● **Activity**: Print, exactly as they stand, the lines below from the one that has "In this photo, where can the black" to the one that has "In this photo, where can the wrought", inclusive, leaving out the pictures.

(Photo-based referring expression data)

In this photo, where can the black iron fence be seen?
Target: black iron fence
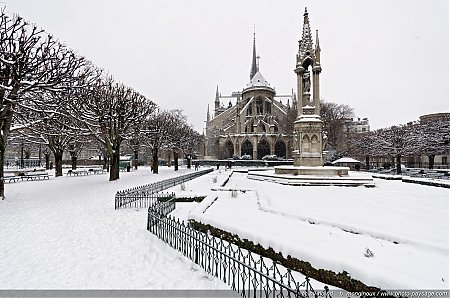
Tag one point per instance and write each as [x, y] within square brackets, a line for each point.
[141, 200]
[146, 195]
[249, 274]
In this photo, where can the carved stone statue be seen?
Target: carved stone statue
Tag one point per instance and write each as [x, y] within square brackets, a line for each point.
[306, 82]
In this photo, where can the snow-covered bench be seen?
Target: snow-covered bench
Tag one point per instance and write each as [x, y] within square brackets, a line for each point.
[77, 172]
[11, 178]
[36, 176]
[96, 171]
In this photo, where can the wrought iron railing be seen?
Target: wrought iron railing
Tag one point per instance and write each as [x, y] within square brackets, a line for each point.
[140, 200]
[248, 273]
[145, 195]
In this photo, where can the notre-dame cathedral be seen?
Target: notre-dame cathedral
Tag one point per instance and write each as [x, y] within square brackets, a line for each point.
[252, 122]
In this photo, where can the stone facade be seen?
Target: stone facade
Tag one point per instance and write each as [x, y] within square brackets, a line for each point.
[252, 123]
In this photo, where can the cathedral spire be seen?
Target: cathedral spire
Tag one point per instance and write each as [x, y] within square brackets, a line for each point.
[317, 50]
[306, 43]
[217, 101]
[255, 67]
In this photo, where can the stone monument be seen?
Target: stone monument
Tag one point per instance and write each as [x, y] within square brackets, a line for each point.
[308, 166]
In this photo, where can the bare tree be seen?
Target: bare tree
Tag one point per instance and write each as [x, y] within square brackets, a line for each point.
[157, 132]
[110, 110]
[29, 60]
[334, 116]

---

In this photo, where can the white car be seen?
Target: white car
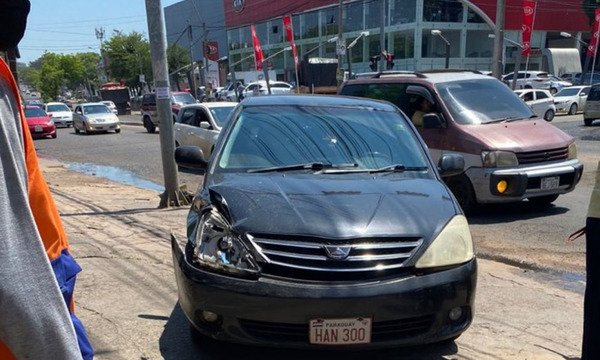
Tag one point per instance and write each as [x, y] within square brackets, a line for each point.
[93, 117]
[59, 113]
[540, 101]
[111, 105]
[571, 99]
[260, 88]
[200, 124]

● **Result of this exercise**:
In this photo, where can the black iron fence be seen?
Target: black iron fence
Tag one point per instance and write each as [x, y] within square brackets, a line for each point.
[141, 200]
[146, 195]
[249, 274]
In this photo, where can the carved stone statue be seen?
Target: carved stone statue
Tag one point per instance and write each as [x, y] within square brackets, a line for each point.
[306, 82]
In this photo, where can the snow-covered bench be seen?
Target: snow-covered bench
Tag one point per instance and write each as [x, y] within square brackets, a line for each point.
[77, 172]
[11, 178]
[36, 176]
[96, 171]
In this photo, where can the wrought iron railing be seen?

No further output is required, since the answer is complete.